— start of Data section —

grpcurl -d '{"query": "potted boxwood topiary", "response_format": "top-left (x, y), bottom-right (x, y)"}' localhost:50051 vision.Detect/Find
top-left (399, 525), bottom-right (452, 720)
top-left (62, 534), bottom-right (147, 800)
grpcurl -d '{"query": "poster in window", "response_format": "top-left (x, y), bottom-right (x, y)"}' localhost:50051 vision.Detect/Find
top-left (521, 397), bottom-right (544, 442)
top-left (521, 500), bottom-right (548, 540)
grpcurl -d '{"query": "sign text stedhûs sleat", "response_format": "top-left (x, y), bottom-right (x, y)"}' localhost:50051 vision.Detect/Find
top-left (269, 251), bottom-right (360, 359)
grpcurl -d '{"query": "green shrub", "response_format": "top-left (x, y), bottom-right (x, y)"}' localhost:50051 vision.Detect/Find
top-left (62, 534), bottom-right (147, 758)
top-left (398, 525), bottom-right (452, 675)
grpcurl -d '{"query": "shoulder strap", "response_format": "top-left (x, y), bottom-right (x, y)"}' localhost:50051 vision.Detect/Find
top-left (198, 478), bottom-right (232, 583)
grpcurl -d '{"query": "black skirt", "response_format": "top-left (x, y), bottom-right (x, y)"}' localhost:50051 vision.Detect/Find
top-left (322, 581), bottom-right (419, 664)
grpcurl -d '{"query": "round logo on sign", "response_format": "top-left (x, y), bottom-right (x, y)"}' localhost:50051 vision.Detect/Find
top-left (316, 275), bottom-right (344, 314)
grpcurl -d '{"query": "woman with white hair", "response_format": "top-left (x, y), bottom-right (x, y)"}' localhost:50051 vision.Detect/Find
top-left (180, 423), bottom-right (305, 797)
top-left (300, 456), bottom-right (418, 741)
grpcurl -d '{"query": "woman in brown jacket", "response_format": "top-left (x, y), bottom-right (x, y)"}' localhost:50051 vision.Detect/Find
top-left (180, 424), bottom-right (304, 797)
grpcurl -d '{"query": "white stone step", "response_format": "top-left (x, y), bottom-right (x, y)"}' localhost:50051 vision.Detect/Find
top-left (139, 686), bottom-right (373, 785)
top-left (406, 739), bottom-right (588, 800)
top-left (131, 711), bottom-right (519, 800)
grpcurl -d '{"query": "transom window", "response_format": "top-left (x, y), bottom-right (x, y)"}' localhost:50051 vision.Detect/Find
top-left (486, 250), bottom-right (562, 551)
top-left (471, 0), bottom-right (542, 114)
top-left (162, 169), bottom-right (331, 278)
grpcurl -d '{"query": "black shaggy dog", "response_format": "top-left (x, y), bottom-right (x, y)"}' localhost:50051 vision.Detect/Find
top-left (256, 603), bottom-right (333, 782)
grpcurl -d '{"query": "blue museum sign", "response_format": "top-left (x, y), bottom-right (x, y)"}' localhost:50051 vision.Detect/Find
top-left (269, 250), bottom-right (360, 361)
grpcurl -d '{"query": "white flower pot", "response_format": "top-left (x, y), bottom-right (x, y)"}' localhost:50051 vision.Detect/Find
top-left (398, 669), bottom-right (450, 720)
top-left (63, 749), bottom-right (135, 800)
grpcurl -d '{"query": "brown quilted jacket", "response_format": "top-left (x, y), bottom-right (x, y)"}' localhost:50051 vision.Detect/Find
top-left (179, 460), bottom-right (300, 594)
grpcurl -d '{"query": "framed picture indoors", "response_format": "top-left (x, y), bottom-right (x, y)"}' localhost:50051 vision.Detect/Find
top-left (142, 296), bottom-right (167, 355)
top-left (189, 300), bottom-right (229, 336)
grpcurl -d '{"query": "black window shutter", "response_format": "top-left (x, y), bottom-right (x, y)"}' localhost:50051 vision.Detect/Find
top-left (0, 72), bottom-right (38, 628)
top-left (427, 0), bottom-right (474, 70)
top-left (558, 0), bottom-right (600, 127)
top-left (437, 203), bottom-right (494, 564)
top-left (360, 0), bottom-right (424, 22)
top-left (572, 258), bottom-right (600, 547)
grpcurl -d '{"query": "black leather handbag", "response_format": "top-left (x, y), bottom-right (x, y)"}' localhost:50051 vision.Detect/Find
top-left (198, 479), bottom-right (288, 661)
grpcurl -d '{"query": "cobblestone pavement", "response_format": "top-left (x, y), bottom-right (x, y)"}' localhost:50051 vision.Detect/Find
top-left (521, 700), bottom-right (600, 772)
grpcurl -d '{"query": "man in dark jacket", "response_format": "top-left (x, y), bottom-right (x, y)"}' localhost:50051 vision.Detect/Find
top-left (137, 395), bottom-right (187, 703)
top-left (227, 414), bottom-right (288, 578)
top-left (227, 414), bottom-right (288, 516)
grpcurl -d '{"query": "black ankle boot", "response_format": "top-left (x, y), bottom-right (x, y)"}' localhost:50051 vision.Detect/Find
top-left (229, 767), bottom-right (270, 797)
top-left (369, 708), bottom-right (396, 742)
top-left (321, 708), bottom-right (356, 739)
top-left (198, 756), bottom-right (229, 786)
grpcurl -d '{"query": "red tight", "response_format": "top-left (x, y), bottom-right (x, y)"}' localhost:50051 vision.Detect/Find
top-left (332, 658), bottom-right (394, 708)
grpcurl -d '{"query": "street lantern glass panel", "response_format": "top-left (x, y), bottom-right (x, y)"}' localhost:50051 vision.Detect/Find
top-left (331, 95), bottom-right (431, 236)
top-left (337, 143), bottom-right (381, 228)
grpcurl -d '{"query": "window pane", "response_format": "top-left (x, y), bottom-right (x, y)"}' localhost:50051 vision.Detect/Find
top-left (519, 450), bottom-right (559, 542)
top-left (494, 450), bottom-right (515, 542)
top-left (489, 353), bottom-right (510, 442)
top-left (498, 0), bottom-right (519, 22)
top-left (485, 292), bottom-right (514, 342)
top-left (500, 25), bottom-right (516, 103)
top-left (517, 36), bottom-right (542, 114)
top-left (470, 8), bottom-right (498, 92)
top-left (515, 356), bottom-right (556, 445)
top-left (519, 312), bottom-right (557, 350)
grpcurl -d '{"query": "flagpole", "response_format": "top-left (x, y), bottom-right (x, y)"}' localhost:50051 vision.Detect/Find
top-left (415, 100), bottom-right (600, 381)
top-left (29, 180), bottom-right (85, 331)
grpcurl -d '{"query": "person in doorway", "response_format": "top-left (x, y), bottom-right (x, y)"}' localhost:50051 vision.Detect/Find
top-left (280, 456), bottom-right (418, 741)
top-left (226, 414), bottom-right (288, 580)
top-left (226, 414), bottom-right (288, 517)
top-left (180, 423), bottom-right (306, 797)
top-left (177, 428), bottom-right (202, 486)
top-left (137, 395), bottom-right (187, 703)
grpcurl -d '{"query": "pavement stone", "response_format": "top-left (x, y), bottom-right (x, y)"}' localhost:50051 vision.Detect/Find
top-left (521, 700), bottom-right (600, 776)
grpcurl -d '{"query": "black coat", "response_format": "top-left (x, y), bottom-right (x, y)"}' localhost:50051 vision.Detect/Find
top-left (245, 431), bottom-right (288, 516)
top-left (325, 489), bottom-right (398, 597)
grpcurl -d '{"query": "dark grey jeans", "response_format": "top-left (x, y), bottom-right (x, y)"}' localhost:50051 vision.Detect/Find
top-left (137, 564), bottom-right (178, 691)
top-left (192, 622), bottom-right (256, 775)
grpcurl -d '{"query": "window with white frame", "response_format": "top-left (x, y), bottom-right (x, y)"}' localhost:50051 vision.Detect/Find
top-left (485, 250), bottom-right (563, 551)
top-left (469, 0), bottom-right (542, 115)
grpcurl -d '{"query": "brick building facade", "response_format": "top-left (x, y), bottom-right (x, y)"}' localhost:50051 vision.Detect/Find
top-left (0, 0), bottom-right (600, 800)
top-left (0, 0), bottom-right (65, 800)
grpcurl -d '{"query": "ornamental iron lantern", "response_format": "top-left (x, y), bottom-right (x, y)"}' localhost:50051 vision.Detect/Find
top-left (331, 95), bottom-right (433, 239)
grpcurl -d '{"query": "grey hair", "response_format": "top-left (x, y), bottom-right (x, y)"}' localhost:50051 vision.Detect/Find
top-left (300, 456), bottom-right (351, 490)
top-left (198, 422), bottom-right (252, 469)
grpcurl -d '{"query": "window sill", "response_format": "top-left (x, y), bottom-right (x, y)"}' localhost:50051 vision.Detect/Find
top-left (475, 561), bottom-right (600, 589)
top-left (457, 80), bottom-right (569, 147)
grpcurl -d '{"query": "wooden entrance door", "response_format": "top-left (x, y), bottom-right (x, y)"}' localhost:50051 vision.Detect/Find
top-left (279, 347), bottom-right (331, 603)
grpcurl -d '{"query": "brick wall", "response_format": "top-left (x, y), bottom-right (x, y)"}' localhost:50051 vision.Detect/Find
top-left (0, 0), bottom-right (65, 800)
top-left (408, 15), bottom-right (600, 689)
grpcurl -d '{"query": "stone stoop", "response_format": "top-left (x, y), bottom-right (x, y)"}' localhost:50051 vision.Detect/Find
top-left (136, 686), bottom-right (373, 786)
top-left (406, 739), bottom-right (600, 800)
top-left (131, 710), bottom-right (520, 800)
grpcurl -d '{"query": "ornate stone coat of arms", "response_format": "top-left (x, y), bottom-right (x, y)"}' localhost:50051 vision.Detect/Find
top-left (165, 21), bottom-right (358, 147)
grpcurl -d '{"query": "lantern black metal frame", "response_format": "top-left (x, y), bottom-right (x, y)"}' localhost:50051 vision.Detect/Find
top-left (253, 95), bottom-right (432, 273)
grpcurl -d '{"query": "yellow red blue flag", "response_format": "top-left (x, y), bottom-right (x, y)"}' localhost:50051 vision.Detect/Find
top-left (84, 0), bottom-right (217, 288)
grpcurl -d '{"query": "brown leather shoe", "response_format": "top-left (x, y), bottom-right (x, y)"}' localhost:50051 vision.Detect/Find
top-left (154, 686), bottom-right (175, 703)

— end of Data section —

▶ Direction
Present the records from the first line up to and including the line with "top-left (269, 251), bottom-right (360, 359)" as a Markdown table with the columns Row and Line, skipping blank lines.

▶ Task result
| Row | Line |
|---|---|
| 1 | grpcurl -d '{"query": "potted boxwood topiary", "response_format": "top-left (x, y), bottom-right (x, y)"}' localhost:50051 vision.Detect/Find |
| 2 | top-left (399, 525), bottom-right (452, 720) |
| 3 | top-left (62, 534), bottom-right (147, 800) |
| 4 | grpcurl -d '{"query": "poster in window", "response_format": "top-left (x, y), bottom-right (x, y)"}' localhost:50051 vision.Detect/Find |
| 5 | top-left (521, 397), bottom-right (544, 442) |
| 6 | top-left (521, 500), bottom-right (548, 540) |
| 7 | grpcurl -d '{"query": "sign text stedhûs sleat", "response_format": "top-left (x, y), bottom-right (x, y)"}' localhost:50051 vision.Detect/Find |
| 8 | top-left (269, 251), bottom-right (360, 359) |